**SOURCE EXTRACT:**
((
You will be exempt from the cap, regardless of the amount in benefits you receive, if you, your partner or a dependant child is:

  • Entitled to Working Tax Credit (a claim must be made); or
  • Receiving one of the following benefits

o Disability Living Allowance

o Personal Independence Payment

o Employment and Support Allowance (if in the support group)

o Attendance Allowance

o Industrial Injuries Disablement Benefit

o Armed Forces Compensation Scheme Payments

o Armed Forces Independence Payment

o War Disablement Pension

o War Widow's or Widower's Pension

If you are recently unemployed you may also be exempt for a limited period, see 'Grace period' below.
))
**WHAT IS REQUIRED:** In the benefit cap extract, when does Employment and Support Allowance bring an exemption from the cap? The material after this point has no connection to the benefit cap extract.

**SUPPLIED INFORMATION:**
((
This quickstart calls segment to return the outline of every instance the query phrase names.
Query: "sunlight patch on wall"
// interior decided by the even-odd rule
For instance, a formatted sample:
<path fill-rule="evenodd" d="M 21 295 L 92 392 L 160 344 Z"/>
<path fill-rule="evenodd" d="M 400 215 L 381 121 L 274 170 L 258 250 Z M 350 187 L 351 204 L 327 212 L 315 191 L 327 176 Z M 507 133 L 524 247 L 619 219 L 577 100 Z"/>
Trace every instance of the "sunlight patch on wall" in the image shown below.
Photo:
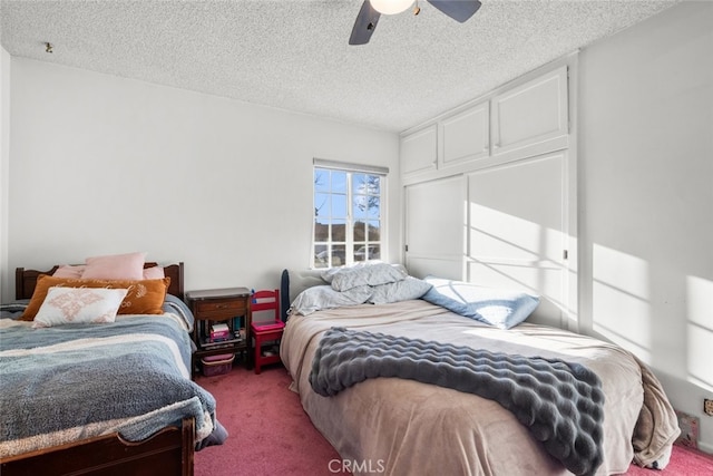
))
**TASK SOLUTION:** When the person receiving it is in the support group.